Records from a point-labeling set:
====

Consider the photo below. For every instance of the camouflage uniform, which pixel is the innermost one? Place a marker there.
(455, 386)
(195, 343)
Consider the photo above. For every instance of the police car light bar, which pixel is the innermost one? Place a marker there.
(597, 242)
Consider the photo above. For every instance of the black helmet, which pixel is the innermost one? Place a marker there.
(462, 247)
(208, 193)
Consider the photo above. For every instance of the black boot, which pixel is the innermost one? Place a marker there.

====

_Aim of the exercise:_
Copy out every line above, requests included. Multiply each coordinate in the answer points by 1.95 and round it to a whole number, with halves going up.

_Expected output:_
Consider the photo below. For every instance of the camouflage uniform, which pixel is the innermost one? Place a marker there.
(887, 753)
(380, 669)
Consider the photo above. For every instance of the police car light bar, which pixel is the innermost one? Place a marker there.
(1164, 472)
Consider the photo above. For every instance of the black helmet, which pixel is the innermost one? Place a marker there.
(901, 482)
(406, 376)
Consider the photo above. For every instance of the black boot, which pixel is the innermost one? Place a marker there.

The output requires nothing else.